* What to do:
A - In the passage on viruses and bacteria, what type of microscope is needed to see viruses?
B - Retype the part of the virus-or-bacteria passage starting with "Viruses are not" and going on through "copies of themselves.".

BEGIN Given passage

Virus or Bacteria?

Viruses are only one kind of microbial invader. In fact, many of history’s deadliest diseases have bacterial, rather than viral, causes. Take the infamous Black Death, or bubonic plague, which wiped out a third of Europe, China, and the Islamic world in the 14th century. Or tuberculosis, an ancient airborne disease that rose to alarming prominence in the 19th century as humans packed into crowded cities.

Don’t blame viruses for these scourges. Blame bacteria, which are another kind of “germ” entirely. Here’s a quick look at the not-so-microbial difference between the two.

Size

Compared to viruses, bacteria are big – big enough, in fact, to be attacked by viruses that target them. You can see bacteria using a science-class microscope that magnifies them a thousand times. But to look at viruses, you need an electron microscope that magnifies them a million times.

Imagine it this way. If just one of the 10 to 100 trillion cells in your body were the size of a baseball park, the average bacterium would be the size of the pitcher’s mound. The average virus would be the size of the baseball.

Survival

Viruses are not cells. They’re just a few strands of rogue DNA (or RNA) looking for a free ride. They lack the components required for metabolism and replication, so they have to hijack host cells and exploit their machinery to create copies of themselves.

END Given passage
BEGIN Supplied entries

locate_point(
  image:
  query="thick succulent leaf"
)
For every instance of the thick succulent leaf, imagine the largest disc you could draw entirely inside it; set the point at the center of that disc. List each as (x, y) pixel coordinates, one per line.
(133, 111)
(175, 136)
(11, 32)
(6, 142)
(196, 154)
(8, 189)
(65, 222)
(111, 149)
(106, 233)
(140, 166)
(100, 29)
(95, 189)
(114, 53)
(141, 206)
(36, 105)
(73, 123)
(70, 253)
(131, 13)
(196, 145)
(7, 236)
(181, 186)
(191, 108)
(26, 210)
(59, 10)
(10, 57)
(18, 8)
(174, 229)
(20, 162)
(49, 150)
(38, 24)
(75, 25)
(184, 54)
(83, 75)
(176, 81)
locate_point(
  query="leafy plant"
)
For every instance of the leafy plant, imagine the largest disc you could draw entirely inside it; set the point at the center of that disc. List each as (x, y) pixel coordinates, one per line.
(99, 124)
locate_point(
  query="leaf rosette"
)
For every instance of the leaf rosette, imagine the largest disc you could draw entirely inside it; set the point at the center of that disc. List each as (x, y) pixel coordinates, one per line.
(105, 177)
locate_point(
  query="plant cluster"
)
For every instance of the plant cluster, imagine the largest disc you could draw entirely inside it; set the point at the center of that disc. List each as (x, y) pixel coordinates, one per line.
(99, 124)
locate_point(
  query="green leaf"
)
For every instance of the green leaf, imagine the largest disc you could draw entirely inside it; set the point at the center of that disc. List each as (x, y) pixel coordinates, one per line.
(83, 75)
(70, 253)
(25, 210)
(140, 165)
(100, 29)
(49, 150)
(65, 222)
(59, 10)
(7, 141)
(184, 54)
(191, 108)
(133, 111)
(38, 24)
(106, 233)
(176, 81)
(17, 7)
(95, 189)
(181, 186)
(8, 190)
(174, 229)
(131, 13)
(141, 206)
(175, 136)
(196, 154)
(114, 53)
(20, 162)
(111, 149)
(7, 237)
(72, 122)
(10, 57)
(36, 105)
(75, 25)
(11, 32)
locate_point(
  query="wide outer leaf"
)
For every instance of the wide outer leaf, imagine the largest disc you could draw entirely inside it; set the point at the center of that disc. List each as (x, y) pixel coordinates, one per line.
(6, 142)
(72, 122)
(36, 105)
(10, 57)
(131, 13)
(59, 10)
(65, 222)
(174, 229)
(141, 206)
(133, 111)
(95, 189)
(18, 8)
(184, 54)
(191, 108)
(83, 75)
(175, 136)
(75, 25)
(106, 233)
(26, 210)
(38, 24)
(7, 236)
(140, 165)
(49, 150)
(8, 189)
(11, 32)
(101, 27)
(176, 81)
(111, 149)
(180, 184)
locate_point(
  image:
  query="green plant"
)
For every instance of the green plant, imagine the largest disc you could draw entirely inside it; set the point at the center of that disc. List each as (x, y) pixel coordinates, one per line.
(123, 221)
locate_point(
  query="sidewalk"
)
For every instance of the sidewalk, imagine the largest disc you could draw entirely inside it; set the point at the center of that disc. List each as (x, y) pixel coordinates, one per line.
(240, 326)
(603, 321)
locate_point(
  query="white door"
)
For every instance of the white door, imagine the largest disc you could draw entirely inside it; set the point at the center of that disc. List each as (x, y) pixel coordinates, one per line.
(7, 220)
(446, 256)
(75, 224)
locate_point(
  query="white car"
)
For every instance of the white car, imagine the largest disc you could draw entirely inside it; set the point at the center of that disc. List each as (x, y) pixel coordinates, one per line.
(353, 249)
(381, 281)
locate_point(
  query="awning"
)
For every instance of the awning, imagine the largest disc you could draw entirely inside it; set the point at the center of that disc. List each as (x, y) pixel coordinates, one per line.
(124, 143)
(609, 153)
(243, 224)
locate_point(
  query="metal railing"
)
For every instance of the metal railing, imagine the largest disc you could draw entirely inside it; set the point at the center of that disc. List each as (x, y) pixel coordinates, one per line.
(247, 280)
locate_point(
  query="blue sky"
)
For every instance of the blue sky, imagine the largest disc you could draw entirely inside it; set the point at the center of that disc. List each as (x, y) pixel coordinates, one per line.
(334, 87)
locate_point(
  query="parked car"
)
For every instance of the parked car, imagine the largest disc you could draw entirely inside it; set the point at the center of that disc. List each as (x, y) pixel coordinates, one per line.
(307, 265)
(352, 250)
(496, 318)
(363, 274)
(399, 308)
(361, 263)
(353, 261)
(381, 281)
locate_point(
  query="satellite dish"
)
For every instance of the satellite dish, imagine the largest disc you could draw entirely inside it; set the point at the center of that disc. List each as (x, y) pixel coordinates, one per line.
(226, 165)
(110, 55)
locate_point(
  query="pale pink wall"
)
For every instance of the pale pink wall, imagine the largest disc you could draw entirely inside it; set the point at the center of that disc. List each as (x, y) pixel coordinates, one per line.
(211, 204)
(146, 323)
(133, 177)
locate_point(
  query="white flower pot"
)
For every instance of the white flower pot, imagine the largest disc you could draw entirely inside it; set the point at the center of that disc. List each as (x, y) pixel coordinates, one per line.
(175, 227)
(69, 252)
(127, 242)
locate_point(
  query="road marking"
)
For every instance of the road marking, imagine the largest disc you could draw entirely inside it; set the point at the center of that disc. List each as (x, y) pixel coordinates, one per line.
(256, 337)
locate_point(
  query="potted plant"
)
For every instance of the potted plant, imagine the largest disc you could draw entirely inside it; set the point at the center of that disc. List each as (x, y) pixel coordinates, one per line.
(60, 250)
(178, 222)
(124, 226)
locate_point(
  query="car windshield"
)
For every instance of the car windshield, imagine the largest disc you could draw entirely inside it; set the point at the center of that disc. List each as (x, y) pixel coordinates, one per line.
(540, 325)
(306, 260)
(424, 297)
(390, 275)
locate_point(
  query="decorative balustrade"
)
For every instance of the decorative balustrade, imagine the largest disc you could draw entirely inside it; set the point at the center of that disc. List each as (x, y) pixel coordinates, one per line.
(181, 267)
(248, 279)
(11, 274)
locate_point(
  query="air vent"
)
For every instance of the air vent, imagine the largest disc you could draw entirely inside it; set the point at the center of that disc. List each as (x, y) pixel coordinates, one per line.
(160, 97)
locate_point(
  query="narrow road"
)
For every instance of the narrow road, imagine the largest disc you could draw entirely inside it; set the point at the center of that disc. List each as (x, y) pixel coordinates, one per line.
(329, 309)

END Supplied entries

* Solutions to the problems:
A - An electron microscope that magnifies them a million times.

B -
Viruses are not cells. They’re just a few strands of rogue DNA (or RNA) looking for a free ride. They lack the components required for metabolism and replication, so they have to hijack host cells and exploit their machinery to create copies of themselves.